### WHAT THE EXERCISE ASKS
Repeat each entry in full, exactly.

(Beginning of GIVEN RECORDS)

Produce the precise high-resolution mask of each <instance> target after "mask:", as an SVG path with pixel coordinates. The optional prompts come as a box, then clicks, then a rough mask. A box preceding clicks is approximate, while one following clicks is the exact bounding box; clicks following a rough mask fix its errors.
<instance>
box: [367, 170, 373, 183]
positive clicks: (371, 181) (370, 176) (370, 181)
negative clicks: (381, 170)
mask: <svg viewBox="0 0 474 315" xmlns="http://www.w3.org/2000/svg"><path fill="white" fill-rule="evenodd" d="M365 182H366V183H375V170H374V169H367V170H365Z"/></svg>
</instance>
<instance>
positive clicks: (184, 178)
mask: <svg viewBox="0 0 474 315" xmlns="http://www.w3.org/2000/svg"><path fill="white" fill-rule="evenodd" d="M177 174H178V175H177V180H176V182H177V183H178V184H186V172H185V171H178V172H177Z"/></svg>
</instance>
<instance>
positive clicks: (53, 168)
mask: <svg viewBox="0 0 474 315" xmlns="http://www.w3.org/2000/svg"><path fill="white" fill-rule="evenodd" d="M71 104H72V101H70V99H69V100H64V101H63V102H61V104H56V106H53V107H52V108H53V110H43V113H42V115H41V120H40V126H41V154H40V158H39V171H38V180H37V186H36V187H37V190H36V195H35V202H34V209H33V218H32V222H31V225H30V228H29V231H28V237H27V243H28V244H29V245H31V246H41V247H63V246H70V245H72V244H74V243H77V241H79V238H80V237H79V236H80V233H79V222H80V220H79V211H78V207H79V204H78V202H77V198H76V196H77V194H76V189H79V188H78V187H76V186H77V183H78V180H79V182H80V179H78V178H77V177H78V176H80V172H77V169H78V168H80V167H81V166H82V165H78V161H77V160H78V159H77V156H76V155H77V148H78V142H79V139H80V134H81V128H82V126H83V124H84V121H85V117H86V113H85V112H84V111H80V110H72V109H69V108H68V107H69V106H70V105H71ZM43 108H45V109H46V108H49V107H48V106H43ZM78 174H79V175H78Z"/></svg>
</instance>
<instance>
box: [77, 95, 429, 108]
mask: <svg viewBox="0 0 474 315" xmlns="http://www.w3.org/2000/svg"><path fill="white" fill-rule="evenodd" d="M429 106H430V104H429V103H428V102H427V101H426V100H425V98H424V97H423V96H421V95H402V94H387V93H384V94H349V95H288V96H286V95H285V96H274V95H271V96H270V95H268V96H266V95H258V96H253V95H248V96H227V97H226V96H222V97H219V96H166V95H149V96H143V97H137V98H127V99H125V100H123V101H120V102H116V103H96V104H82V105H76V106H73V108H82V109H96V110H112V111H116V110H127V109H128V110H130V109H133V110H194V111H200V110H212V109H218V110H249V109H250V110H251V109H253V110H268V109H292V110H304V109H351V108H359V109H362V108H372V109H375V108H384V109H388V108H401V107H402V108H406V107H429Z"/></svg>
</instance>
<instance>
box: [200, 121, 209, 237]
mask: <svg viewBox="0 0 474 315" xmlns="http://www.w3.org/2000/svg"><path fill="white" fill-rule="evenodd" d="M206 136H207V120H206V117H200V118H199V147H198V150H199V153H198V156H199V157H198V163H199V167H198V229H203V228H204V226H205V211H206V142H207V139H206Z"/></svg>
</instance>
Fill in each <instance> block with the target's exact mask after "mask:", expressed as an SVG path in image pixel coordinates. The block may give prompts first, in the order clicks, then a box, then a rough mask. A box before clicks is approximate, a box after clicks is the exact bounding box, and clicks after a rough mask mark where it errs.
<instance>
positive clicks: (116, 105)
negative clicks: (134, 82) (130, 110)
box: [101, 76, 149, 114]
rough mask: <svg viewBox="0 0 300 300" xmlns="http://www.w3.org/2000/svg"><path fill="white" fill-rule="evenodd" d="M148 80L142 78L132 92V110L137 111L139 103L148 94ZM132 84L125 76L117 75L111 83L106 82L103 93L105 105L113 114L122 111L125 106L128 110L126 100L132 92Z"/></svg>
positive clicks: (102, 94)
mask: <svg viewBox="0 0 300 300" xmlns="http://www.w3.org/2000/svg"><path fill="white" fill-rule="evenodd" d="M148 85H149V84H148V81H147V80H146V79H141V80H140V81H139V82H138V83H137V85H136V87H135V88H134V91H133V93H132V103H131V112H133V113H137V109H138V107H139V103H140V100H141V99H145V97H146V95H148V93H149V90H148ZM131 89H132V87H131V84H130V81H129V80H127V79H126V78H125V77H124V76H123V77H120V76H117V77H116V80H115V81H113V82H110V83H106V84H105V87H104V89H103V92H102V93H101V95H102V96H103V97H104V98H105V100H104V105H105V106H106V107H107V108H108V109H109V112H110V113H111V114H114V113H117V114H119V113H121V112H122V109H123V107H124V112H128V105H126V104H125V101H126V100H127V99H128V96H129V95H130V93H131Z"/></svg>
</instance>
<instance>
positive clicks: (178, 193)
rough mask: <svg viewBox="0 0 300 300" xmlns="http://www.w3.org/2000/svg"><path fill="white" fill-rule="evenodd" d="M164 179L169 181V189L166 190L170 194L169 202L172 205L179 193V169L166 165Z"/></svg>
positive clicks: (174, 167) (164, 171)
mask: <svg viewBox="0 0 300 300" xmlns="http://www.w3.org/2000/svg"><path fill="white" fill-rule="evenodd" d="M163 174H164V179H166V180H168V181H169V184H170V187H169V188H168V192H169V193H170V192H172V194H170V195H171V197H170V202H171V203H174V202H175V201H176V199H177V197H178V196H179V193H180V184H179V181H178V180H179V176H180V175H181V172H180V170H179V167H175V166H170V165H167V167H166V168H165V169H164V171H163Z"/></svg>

(End of GIVEN RECORDS)

### OUTPUT FOR THIS EXERCISE
Produce the precise high-resolution mask of each <instance> target after "mask:", as an SVG path with pixel coordinates. The optional prompts come as a box, then clicks, then a rough mask. A box preceding clicks is approximate, while one following clicks is the exact bounding box; clicks following a rough mask fix its errors.
<instance>
box: [367, 170, 373, 183]
positive clicks: (371, 181) (370, 176) (370, 181)
negative clicks: (381, 170)
mask: <svg viewBox="0 0 474 315" xmlns="http://www.w3.org/2000/svg"><path fill="white" fill-rule="evenodd" d="M365 182H366V183H375V170H374V169H367V170H365Z"/></svg>
</instance>
<instance>
positive clicks: (184, 178)
mask: <svg viewBox="0 0 474 315" xmlns="http://www.w3.org/2000/svg"><path fill="white" fill-rule="evenodd" d="M177 174H178V175H177V180H176V182H177V183H178V184H186V172H185V171H178V172H177Z"/></svg>
</instance>
<instance>
positive clicks: (53, 168)
mask: <svg viewBox="0 0 474 315" xmlns="http://www.w3.org/2000/svg"><path fill="white" fill-rule="evenodd" d="M71 104H72V101H70V99H69V100H64V101H63V102H61V104H56V106H53V107H52V108H53V110H43V113H42V115H41V120H40V126H41V154H40V158H39V171H38V180H37V186H36V187H37V190H36V195H35V202H34V209H33V218H32V222H31V225H30V228H29V231H28V237H27V243H28V244H29V245H31V246H41V247H63V246H70V245H72V244H74V243H77V241H79V238H80V237H79V236H80V233H79V222H80V220H79V211H78V207H79V204H78V202H77V198H76V196H77V194H76V189H79V188H78V187H76V186H77V183H78V180H79V182H80V179H78V178H77V177H78V176H80V172H77V169H78V168H80V167H81V166H82V165H78V161H77V160H78V159H77V156H76V155H77V148H78V142H79V139H80V134H81V128H82V126H83V124H84V121H85V117H86V113H85V112H84V111H80V110H72V109H69V108H68V107H69V106H70V105H71ZM43 108H45V109H46V108H49V107H48V106H43ZM78 174H79V175H78Z"/></svg>
</instance>
<instance>
box: [77, 95, 429, 108]
mask: <svg viewBox="0 0 474 315" xmlns="http://www.w3.org/2000/svg"><path fill="white" fill-rule="evenodd" d="M429 106H430V104H429V103H428V102H427V101H426V100H425V98H424V97H423V96H421V95H402V94H387V93H384V94H349V95H288V96H286V95H285V96H274V95H271V96H270V95H268V96H266V95H258V96H253V95H248V96H227V97H226V96H222V97H219V96H166V95H149V96H143V97H137V98H127V99H125V100H123V101H120V102H116V103H96V104H82V105H76V106H73V108H82V109H96V110H112V111H116V110H127V109H128V110H130V109H133V110H194V111H200V110H212V109H218V110H249V109H250V110H251V109H253V110H268V109H292V110H304V109H351V108H359V109H362V108H372V109H375V108H384V109H388V108H401V107H402V108H406V107H429Z"/></svg>
</instance>
<instance>
box: [200, 121, 209, 237]
mask: <svg viewBox="0 0 474 315" xmlns="http://www.w3.org/2000/svg"><path fill="white" fill-rule="evenodd" d="M206 136H207V120H206V117H200V118H199V147H198V150H199V153H198V156H199V157H198V163H199V167H198V229H203V228H204V226H205V211H206V142H207V139H206Z"/></svg>
</instance>
Fill in each <instance> block with the target's exact mask after "mask:", expressed as an SVG path in image pixel coordinates. The block may give prompts first, in the order clicks, then a box, then a rough mask. A box before clicks is approximate, a box after clicks is the exact bounding box, and clicks after a rough mask mark where it errs.
<instance>
positive clicks: (116, 105)
negative clicks: (134, 82) (130, 110)
box: [101, 76, 149, 114]
rough mask: <svg viewBox="0 0 300 300" xmlns="http://www.w3.org/2000/svg"><path fill="white" fill-rule="evenodd" d="M148 80L142 78L132 92V110L137 111L139 103L148 94ZM132 84L125 76L117 75L111 83L106 82L103 93L105 105L113 114L122 111L125 106L128 110L126 100L132 92Z"/></svg>
positive clicks: (102, 94)
mask: <svg viewBox="0 0 300 300" xmlns="http://www.w3.org/2000/svg"><path fill="white" fill-rule="evenodd" d="M148 85H149V84H148V81H147V80H146V79H141V80H140V81H139V82H138V83H137V85H136V87H135V88H134V91H133V93H132V103H131V112H133V113H137V109H138V107H139V103H140V100H141V99H145V97H146V95H148V93H149V90H148ZM131 89H132V87H131V84H130V81H129V80H127V79H126V78H125V77H124V76H123V77H120V76H117V77H116V80H115V81H113V82H110V83H106V84H105V87H104V89H103V92H102V93H101V95H102V96H103V97H104V98H105V100H104V105H105V106H106V107H107V108H108V109H109V112H110V113H111V114H114V113H117V114H119V113H121V112H122V109H123V107H124V112H128V105H126V104H125V101H126V100H127V99H128V96H129V95H130V93H131Z"/></svg>
</instance>
<instance>
positive clicks: (178, 193)
rough mask: <svg viewBox="0 0 300 300" xmlns="http://www.w3.org/2000/svg"><path fill="white" fill-rule="evenodd" d="M164 179L169 181V189L166 190L170 194L169 202L172 205L179 193V169L166 165Z"/></svg>
positive clicks: (174, 167) (164, 171)
mask: <svg viewBox="0 0 300 300" xmlns="http://www.w3.org/2000/svg"><path fill="white" fill-rule="evenodd" d="M163 174H164V179H166V180H168V181H169V184H170V187H169V188H168V192H169V193H170V192H172V194H170V195H171V197H170V202H171V203H174V202H175V201H176V199H177V197H178V196H179V193H180V184H179V181H178V180H179V176H180V175H181V172H180V170H179V167H175V166H170V165H167V167H166V168H165V169H164V171H163Z"/></svg>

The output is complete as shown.